On 1/5/2025 3:21 PM, Jesse Mazer wrote:
On Sun, Jan 5, 2025 at 5:35 PM Bruce Kellett <[email protected]>
wrote:
On Mon, Jan 6, 2025 at 9:14 AM Jesse Mazer <[email protected]>
wrote:
On Sun, Jan 5, 2025 at 12:44 AM Bruce Kellett
<[email protected]> wrote:
On Sun, Jan 5, 2025 at 7:46 AM John Clark
<[email protected]> wrote:
*About a month ago Sean Carroll uploaded a very good
video explaining the Many Worlds theory, but it's over
an hour long so I know there's about as much chance of
a dilettante such as yourself of actually watching it
is there is of you reading a post of mine if it's
longer than about 100 words. *
*
*
*The Many Worlds of Quantum Mechanics | Dr. Sean
Carroll
<https://www.youtube.com/watch?v=FTmxIUz21bo&t=8s> *
I watched this video, but it is not as comprehensive as
Carroll's book "Something Deeply Hidden".
However, something came up in the question period that
might warrant a comment. Talking about the Born rule,
Carroll justifies it by saying that if you measure the
spin of 1000 unpolarized particles, you get 2^1000
different UP-DOWN sequences. However, the vast majority of
these sequences will show proportions of UP vs DOWN close
to the Born rule prediction of 50/50. In the limit, if
such a limit makes sense, the proportion of sequences that
show marked deviations from the Born Rule proportions will
form a set of measure zero, and can be ignored.
That is just the law of large numbers at work, and is all
very well if the amplitudes are such that the Born
probabilities are equal to 0.5. But it is easy to rotate
your S-G magnets so that the Born probabilities are quite
different, say, 0.9-Up to 0.1-DOWN. Now take 1000 trials
again. According to Everett, you necessarily get the same
2^1000 sequences of UP-DOWN that you had before. The law
of large numbers will then tell you that the majority of
these will have approximately a 50/50 UP/DOWN split, which
is grossly in violation of the Born rule result of a 90/10
split. In other words, MWI. or Everettian QM. has a
problem reproducing the Born rule. It works in the simple
case of equal probabilities, but fails miserably once one
departs substantially from equal probabilities.

**SET EXERCISE 1:** Copy the passage of the email thread about the Many Worlds theory starting at "However, something came" and ending at "can be ignored.".
The listing that follows has no connection to the email thread about the Many Worlds theory.

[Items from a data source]
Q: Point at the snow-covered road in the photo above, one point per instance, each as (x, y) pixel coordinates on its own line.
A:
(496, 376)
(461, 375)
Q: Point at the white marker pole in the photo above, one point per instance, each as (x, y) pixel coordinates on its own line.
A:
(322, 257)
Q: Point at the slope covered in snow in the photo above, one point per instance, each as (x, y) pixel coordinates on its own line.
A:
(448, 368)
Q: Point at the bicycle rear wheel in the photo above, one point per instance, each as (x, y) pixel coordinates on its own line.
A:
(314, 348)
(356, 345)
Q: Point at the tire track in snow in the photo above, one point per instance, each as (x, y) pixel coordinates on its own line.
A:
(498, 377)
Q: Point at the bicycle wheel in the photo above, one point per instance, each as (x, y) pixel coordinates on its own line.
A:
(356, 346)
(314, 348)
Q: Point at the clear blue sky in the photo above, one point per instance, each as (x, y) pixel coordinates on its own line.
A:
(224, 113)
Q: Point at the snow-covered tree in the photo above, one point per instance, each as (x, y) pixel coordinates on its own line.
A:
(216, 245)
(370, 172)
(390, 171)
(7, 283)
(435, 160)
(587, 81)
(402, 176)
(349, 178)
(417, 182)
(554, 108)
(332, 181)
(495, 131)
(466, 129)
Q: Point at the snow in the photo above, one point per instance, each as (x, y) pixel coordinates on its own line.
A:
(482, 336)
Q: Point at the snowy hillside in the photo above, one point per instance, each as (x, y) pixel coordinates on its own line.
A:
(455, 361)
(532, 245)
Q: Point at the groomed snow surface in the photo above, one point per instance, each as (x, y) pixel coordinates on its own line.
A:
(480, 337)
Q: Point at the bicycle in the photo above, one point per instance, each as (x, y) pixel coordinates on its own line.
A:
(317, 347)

**SET EXERCISE 2:** Format the lines of the listing as a numbered list, starting at the line that contains "Q: Point at the snow-covered tree" and ending at the last line of the listing, with blank lines left out.

**FULL SOLUTION 1:**
However, something came up in the question period that
might warrant a comment. Talking about the Born rule,
Carroll justifies it by saying that if you measure the
spin of 1000 unpolarized particles, you get 2^1000
different UP-DOWN sequences. However, the vast majority of
these sequences will show proportions of UP vs DOWN close
to the Born rule prediction of 50/50. In the limit, if
such a limit makes sense, the proportion of sequences that
show marked deviations from the Born Rule proportions will
form a set of measure zero, and can be ignored.

**FULL SOLUTION 2:**
1. Q: Point at the snow-covered tree in the photo above, one point per instance, each as (x, y) pixel coordinates on its own line.
2. A:
3. (216, 245)
4. (370, 172)
5. (390, 171)
6. (7, 283)
7. (435, 160)
8. (587, 81)
9. (402, 176)
10. (349, 178)
11. (417, 182)
12. (554, 108)
13. (332, 181)
14. (495, 131)
15. (466, 129)
16. Q: Point at the snow in the photo above, one point per instance, each as (x, y) pixel coordinates on its own line.
17. A:
18. (482, 336)
19. Q: Point at the snowy hillside in the photo above, one point per instance, each as (x, y) pixel coordinates on its own line.
20. A:
21. (455, 361)
22. (532, 245)
23. Q: Point at the groomed snow surface in the photo above, one point per instance, each as (x, y) pixel coordinates on its own line.
24. A:
25. (480, 337)
26. Q: Point at the bicycle in the photo above, one point per instance, each as (x, y) pixel coordinates on its own line.
27. A:
28. (317, 347)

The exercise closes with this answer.